**AUFGABE UND VORGABEN:** Gib alle Daten unten als CSV mit den zwei Spalten „eingabe“ und „ausgabe“ aus. Schreib pro Zeile einen Text und die dazugehörige Antwort, jeweils in einem Feld in Anführungszeichen, und ersetze Zeilenumbrüche durch Leerzeichen.

***

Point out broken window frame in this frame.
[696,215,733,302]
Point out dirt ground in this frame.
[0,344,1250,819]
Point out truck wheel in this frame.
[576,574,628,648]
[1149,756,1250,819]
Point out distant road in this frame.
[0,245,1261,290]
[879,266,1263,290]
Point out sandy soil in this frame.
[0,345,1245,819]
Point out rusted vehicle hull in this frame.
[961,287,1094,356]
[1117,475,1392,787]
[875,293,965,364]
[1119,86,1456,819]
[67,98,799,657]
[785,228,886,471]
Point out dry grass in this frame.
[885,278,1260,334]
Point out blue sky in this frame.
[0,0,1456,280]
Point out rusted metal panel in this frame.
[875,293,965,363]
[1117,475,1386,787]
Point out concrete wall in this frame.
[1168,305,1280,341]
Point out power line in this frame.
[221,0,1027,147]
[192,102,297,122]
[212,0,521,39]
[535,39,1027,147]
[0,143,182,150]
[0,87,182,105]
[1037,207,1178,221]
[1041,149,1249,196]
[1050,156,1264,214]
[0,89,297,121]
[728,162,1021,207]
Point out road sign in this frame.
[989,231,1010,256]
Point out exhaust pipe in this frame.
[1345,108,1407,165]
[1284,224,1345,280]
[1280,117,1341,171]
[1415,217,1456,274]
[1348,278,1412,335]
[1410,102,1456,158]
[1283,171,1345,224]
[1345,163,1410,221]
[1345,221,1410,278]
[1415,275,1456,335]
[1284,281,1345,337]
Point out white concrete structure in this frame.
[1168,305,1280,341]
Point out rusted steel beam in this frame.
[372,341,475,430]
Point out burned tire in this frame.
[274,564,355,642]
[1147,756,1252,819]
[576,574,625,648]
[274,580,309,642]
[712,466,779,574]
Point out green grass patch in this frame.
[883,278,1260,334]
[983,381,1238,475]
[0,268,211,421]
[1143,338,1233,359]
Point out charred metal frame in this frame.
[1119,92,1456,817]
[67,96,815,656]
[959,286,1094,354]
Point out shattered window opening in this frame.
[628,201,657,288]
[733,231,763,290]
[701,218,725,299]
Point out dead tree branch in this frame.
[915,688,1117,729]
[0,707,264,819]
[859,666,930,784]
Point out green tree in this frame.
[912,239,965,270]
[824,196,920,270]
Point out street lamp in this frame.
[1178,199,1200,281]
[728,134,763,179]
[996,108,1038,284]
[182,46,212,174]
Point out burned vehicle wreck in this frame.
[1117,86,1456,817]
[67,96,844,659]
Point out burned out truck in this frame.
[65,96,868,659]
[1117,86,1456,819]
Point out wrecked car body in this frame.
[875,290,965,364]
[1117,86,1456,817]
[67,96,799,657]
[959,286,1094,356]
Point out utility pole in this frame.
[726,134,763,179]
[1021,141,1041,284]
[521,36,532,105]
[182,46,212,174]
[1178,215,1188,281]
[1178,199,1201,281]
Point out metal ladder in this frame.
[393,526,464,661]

***

**LÖSUNG DER AUFGABE:**
eingabe,ausgabe
"Point out broken window frame in this frame.","[696,215,733,302]"
"Point out dirt ground in this frame.","[0,344,1250,819]"
"Point out truck wheel in this frame.","[576,574,628,648] [1149,756,1250,819]"
"Point out distant road in this frame.","[0,245,1261,290] [879,266,1263,290]"
"Point out sandy soil in this frame.","[0,345,1245,819]"
"Point out rusted vehicle hull in this frame.","[961,287,1094,356] [1117,475,1392,787] [875,293,965,364] [1119,86,1456,819] [67,98,799,657] [785,228,886,471]"
"Point out dry grass in this frame.","[885,278,1260,334]"
"Point out blue sky in this frame.","[0,0,1456,280]"
"Point out rusted metal panel in this frame.","[875,293,965,363] [1117,475,1386,787]"
"Point out concrete wall in this frame.","[1168,305,1280,341]"
"Point out power line in this frame.","[221,0,1027,147] [192,102,297,122] [212,0,521,39] [535,39,1027,147] [0,143,182,150] [0,87,182,105] [1037,207,1178,221] [1041,149,1249,196] [1050,156,1264,214] [0,89,297,121] [728,162,1021,207]"
"Point out road sign in this frame.","[989,231,1010,256]"
"Point out exhaust pipe in this frame.","[1345,108,1407,165] [1284,224,1345,280] [1280,117,1341,171] [1415,217,1456,274] [1348,278,1412,335] [1410,102,1456,158] [1283,171,1345,224] [1345,163,1410,221] [1345,221,1410,278] [1415,275,1456,335] [1284,281,1345,337]"
"Point out white concrete structure in this frame.","[1168,305,1280,341]"
"Point out rusted steel beam in this frame.","[372,341,475,430]"
"Point out burned tire in this frame.","[274,564,355,642] [1147,756,1252,819] [576,574,625,648] [274,580,309,642] [712,466,779,574]"
"Point out green grass patch in this frame.","[883,278,1260,334] [983,381,1238,475] [0,268,211,421] [1143,338,1233,359]"
"Point out charred metal frame in this frame.","[1119,92,1456,817] [67,96,815,656] [959,286,1094,354]"
"Point out shattered window opening in this frame.","[628,201,657,288] [733,231,763,290] [701,218,725,299]"
"Point out dead tree branch in this frame.","[915,688,1117,729] [0,707,264,819] [859,666,930,784]"
"Point out green tree in this frame.","[912,239,965,270] [824,196,920,270]"
"Point out street lamp in this frame.","[1178,199,1200,281] [728,134,763,179] [996,108,1038,284] [182,46,212,174]"
"Point out burned vehicle wreck in this frame.","[1117,86,1456,817] [67,96,844,659]"
"Point out burned out truck in this frame.","[65,96,868,659] [1117,86,1456,819]"
"Point out wrecked car body in this frame.","[875,290,965,364] [1117,86,1456,817] [67,96,799,657] [959,286,1094,356]"
"Point out utility pole in this frame.","[726,134,763,179] [1021,141,1041,284] [521,36,532,105] [182,46,212,174] [1178,215,1188,281] [1178,199,1201,281]"
"Point out metal ladder in this frame.","[393,526,464,661]"